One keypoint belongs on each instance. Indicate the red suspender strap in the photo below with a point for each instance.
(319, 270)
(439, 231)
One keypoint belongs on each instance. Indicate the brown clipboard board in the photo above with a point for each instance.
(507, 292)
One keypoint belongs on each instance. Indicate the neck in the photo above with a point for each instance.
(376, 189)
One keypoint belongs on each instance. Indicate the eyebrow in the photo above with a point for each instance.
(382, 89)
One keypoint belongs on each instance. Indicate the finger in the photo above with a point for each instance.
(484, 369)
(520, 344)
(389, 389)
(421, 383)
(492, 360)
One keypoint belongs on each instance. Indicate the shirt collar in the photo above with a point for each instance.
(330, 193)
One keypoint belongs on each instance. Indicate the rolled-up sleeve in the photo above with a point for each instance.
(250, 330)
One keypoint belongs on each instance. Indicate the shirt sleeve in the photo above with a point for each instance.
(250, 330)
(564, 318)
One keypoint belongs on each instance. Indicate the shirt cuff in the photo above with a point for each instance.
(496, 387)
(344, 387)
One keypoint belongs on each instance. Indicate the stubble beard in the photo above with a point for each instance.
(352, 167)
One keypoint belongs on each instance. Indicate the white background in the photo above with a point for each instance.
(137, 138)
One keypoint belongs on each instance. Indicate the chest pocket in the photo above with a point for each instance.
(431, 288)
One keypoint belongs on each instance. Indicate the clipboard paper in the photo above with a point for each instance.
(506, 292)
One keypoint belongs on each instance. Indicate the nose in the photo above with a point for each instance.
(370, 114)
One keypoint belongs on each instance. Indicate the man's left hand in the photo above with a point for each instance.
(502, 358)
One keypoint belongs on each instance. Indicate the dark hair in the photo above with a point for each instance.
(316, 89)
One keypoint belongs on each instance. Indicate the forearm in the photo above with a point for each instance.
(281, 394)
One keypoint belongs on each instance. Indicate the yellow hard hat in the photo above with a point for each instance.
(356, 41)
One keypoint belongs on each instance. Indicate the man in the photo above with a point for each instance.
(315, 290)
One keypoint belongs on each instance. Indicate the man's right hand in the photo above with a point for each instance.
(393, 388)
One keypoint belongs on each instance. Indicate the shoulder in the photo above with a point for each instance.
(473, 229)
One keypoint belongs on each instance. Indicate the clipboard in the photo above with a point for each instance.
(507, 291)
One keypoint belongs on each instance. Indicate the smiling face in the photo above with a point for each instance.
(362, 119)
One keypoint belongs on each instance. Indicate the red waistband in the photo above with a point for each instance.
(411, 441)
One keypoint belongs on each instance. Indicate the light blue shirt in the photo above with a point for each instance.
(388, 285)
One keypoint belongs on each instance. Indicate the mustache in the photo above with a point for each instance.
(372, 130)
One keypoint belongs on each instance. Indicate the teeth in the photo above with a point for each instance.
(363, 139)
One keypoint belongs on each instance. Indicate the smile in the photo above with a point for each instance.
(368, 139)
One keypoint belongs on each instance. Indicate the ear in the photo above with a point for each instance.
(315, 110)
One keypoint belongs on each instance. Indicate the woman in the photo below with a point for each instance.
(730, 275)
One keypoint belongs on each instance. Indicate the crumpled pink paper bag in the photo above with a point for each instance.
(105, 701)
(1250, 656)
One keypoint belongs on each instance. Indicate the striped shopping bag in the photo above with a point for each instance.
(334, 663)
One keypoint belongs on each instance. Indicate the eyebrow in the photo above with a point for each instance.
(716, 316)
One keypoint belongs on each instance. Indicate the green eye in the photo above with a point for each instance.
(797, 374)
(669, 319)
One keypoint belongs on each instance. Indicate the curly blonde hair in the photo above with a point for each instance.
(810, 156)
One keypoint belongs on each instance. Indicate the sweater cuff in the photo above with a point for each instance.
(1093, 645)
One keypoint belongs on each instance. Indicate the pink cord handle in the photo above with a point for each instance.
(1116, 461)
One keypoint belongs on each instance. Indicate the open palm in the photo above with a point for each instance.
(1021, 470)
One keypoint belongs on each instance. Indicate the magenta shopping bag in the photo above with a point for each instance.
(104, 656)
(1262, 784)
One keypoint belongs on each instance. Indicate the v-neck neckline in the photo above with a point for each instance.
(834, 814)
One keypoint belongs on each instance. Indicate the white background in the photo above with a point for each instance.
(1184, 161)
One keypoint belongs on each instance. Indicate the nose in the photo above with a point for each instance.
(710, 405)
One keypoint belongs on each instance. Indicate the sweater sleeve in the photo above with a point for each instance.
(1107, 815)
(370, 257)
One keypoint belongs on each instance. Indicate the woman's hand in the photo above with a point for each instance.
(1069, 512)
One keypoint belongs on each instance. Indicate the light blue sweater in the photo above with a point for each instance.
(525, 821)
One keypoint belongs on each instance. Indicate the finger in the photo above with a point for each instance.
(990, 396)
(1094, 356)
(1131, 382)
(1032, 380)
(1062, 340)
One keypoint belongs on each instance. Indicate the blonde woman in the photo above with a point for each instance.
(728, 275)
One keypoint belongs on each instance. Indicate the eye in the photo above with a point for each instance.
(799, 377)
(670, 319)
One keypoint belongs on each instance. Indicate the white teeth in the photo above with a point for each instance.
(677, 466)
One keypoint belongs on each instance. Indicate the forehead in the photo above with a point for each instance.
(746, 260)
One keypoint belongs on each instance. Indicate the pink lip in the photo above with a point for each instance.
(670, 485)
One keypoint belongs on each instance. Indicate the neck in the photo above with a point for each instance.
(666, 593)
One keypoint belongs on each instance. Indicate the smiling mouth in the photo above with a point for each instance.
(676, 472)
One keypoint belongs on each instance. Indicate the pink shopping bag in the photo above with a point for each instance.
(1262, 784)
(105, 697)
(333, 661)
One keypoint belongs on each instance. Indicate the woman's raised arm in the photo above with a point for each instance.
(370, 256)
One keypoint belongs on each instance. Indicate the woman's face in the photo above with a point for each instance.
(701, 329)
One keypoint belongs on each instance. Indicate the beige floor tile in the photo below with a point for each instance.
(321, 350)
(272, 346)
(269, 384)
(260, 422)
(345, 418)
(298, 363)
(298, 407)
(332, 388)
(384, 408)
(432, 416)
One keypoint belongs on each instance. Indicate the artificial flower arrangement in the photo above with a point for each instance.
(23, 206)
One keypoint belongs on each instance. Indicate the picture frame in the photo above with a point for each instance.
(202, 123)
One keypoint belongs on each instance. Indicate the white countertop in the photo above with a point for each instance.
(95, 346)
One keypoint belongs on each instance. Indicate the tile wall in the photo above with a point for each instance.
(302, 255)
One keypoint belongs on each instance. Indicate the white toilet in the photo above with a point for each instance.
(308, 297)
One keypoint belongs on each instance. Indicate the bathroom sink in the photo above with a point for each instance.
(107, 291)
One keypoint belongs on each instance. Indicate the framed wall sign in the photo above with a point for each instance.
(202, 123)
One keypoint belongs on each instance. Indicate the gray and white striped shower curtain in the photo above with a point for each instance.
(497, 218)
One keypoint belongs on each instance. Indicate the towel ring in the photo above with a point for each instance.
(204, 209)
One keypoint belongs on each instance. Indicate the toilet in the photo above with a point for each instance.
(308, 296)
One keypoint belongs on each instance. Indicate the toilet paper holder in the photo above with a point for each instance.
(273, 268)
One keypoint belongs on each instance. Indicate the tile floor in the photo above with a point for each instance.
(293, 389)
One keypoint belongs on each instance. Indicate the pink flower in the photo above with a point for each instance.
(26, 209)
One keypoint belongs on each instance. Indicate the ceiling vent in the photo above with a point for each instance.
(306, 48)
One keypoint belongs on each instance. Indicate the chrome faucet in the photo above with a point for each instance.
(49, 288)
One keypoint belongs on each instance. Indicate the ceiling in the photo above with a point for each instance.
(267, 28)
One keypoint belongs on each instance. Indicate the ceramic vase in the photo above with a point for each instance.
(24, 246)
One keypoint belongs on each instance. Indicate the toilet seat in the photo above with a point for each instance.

○ ○ ○

- _TASK TO CARRY OUT_:
Send back all of the entries exactly, with nothing missing.

- _ANSWER TO THE EXERCISE_:
One keypoint belongs on each instance. Indicate the red suspender strap in the photo below with a point for each instance.
(319, 270)
(439, 231)
One keypoint belongs on each instance. Indicate the brown clipboard board in the photo above with a point for each instance.
(507, 292)
One keypoint belongs on each instance. Indicate the neck in the photo above with a point for each instance.
(376, 189)
One keypoint belongs on each instance. Indicate the eyebrow in the photo above with a point for each instance.
(382, 89)
One keypoint belongs on each instance. Indicate the finger in the photo above with a point for each instance.
(484, 369)
(520, 344)
(389, 389)
(421, 383)
(492, 360)
One keypoint belongs on each instance. Indicate the shirt collar in the photo above with a point for each instance.
(330, 193)
One keypoint belongs on each instance. Indicate the rolled-up sleeve in the photo above with a point for each instance.
(250, 330)
One keypoint belongs on each instance. Indicate the shirt sleeve in the photo above with a point for each instance.
(250, 330)
(564, 318)
One keypoint belongs on each instance. Indicate the shirt cuff in the photo above with a point for each instance.
(496, 387)
(344, 387)
One keypoint belongs on each instance. Indicate the stubble beard in the photo above with a point for each instance.
(352, 167)
One keypoint belongs on each instance. Indicate the white background in the photo above with a point for each instance.
(137, 138)
One keypoint belongs on each instance. Indicate the chest pocket in the photo above with a point for each instance.
(431, 288)
One keypoint belongs on each instance. Indicate the clipboard paper in the photo above with a point for each instance.
(506, 292)
One keypoint belongs on each instance. Indicate the nose in the photo above with a point for each instance.
(370, 114)
One keypoint belongs on each instance. Indicate the man's left hand in the photo above with a point for each instance.
(502, 358)
One keypoint belongs on each instance. Indicate the dark hair in the photo above with a point for each instance.
(316, 89)
One keypoint belongs on each instance. Indicate the forearm in the photo above with a point for each instance.
(281, 394)
One keypoint belongs on each instance. Indicate the yellow hard hat in the photo above with a point for each instance.
(356, 41)
One keypoint belongs on each instance. Indicate the man in the photo above with a point for each instance.
(315, 290)
One keypoint belongs on each instance. Indicate the man's right hand in the photo above with a point for each instance.
(393, 388)
One keypoint belongs on each instance. Indicate the shoulder in the photo above with a point for each instance.
(473, 229)
One keypoint belongs on each instance. Indicate the clipboard in the photo above with a point for each instance.
(507, 291)
One keypoint belongs on each instance. Indicate the smiling face in the photo above with a point for each instance.
(362, 119)
One keypoint belongs on each instance. Indicate the red waistband in the photo above with a point for each instance.
(411, 441)
One keypoint belongs on each instance. Indicate the light blue shirt in the photo above with a point for each instance.
(388, 285)
One keypoint belongs on each instance. Indicate the mustache in the photo above with a point for each instance.
(372, 130)
One keypoint belongs on each instance. Indicate the teeth in the photo above with a point for each instance.
(363, 139)
One keypoint belongs on each instance. Indicate the smile in the photo above with a point for each instance.
(368, 139)
One keypoint belongs on each instance. Indicate the ear in the photo above with a point for each instance.
(315, 110)
One keypoint belongs on each instance. Indicate the woman in the photo below with a point for each instance.
(730, 275)
One keypoint belongs on each instance. Indicate the crumpled pink paper bag in the photo above with a point for each instance.
(105, 701)
(1250, 656)
One keypoint belongs on each instance. Indicate the striped shopping bag in the photo above with a point for each instance.
(334, 663)
One keypoint belongs on each instance. Indicate the eyebrow in the photo above with a point for each instance.
(716, 316)
One keypoint belongs on each instance. Indicate the green eye in the photo above with a point for each instance.
(797, 374)
(669, 319)
One keypoint belongs on each instance. Indicate the curly blonde hair in the photo above with a point for each instance.
(810, 156)
One keypoint belongs on each instance. Indicate the sweater cuff in the photo above with a point for each instance.
(1093, 645)
One keypoint belongs on each instance. Indicate the pink cord handle in the photo above with a point for each instance.
(1116, 461)
One keypoint belongs on each instance. Indicate the open palm in the photo above with a point for each instance.
(1021, 470)
One keypoint belongs on each instance. Indicate the magenta shopping bag in the photo above with a point for each instance.
(104, 656)
(1262, 784)
One keypoint belongs on each instance. Indicate the v-neck neckline in the photo above with a point for each instance.
(834, 814)
One keypoint belongs on each instance. Indicate the white background in the photo above with a point for each instance.
(1184, 161)
One keypoint belongs on each instance. Indicate the nose in the photo above with a point for each instance.
(710, 405)
One keypoint belongs on each instance. Indicate the sweater sleeve in the photo above with a point for each instance.
(1107, 815)
(370, 257)
One keypoint belongs on each instance. Indicate the woman's hand in the photo above with a point for each instance.
(1069, 512)
One keypoint belongs on each instance. Indicate the light blue sweater in the photo above with a point for each instance.
(525, 821)
One keypoint belongs on each instance. Indicate the finger in the photo above with a point for each instance.
(990, 396)
(1094, 356)
(1131, 382)
(1032, 380)
(1062, 340)
One keypoint belongs on each instance. Indicate the blonde woman in the photo above with a point for each instance.
(728, 275)
One keypoint belongs on each instance. Indicate the eye in the photo above with a point for each instance.
(799, 377)
(670, 319)
One keypoint belongs on each instance. Indicate the white teeth in the photo above with a point for each instance.
(677, 466)
One keypoint belongs on each instance. Indicate the forehead in the photo above with a point for each instance.
(746, 260)
One keypoint belongs on each instance. Indicate the pink lip in the photo above with a point for each instance.
(670, 485)
One keypoint belongs on each instance. Indicate the neck in the photo above with a point for each instance.
(666, 593)
One keypoint belongs on each instance. Indicate the smiling mouth in the photo above with a point for each instance.
(676, 472)
One keypoint belongs on each instance. Indicate the pink shopping bag in the photo above with a point for each instance.
(1262, 784)
(105, 697)
(333, 661)
One keypoint belongs on each instance. Indicate the woman's raised arm in the photo above with a point for each instance.
(370, 256)
One keypoint belongs on each instance. Indicate the woman's face in the photo above with a point for each instance.
(701, 329)
One keypoint belongs on each instance. Indicate the beige floor tile in the photo below with a point for each instance.
(321, 350)
(272, 346)
(269, 384)
(260, 422)
(345, 418)
(298, 363)
(298, 407)
(332, 388)
(384, 408)
(432, 416)
One keypoint belongs on each instance. Indicate the artificial flower arrangement in the photo above with a point for each instance.
(23, 206)
One keypoint belongs on each instance. Indicate the picture frame in the photo above with a point for each instance.
(202, 123)
One keypoint belongs on each instance. Indicate the white countertop in the photo above with a point for each instance.
(95, 346)
One keypoint belongs on each instance. Indicate the tile wall in the photo above with a point for each instance.
(302, 255)
One keypoint belongs on each instance. Indicate the white toilet in the photo above with a point for each instance.
(308, 297)
One keypoint belongs on each instance. Indicate the bathroom sink in the photo above with a point for each instance.
(107, 291)
One keypoint belongs on each instance. Indicate the framed wall sign in the photo above with a point for each instance.
(202, 123)
One keypoint belongs on each instance. Indicate the gray and white striped shower curtain in the photo above with a point for each instance.
(497, 218)
One keypoint belongs on each instance. Indicate the towel ring in the photo above with a point for each instance.
(204, 209)
One keypoint belongs on each instance. Indicate the toilet in the photo above with a point for each instance.
(308, 296)
One keypoint belongs on each instance. Indicate the toilet paper holder in the photo above with a point for each instance.
(273, 268)
One keypoint belongs on each instance. Indicate the tile floor in the photo above with a point for each instance.
(293, 389)
One keypoint belongs on each instance. Indicate the pink flower in the photo above with a point for each instance.
(26, 209)
One keypoint belongs on each instance. Indicate the ceiling vent in the photo above with a point for each instance.
(306, 48)
One keypoint belongs on each instance. Indicate the chrome faucet in the photo above with a point for each instance.
(49, 288)
One keypoint belongs on each instance. Indicate the ceiling in the photo above with a point for each instance.
(267, 28)
One keypoint belongs on each instance. Indicate the ceramic vase in the photo above with a point for each instance.
(24, 246)
One keypoint belongs on each instance. Indicate the toilet seat in the photo above with a point for each instance.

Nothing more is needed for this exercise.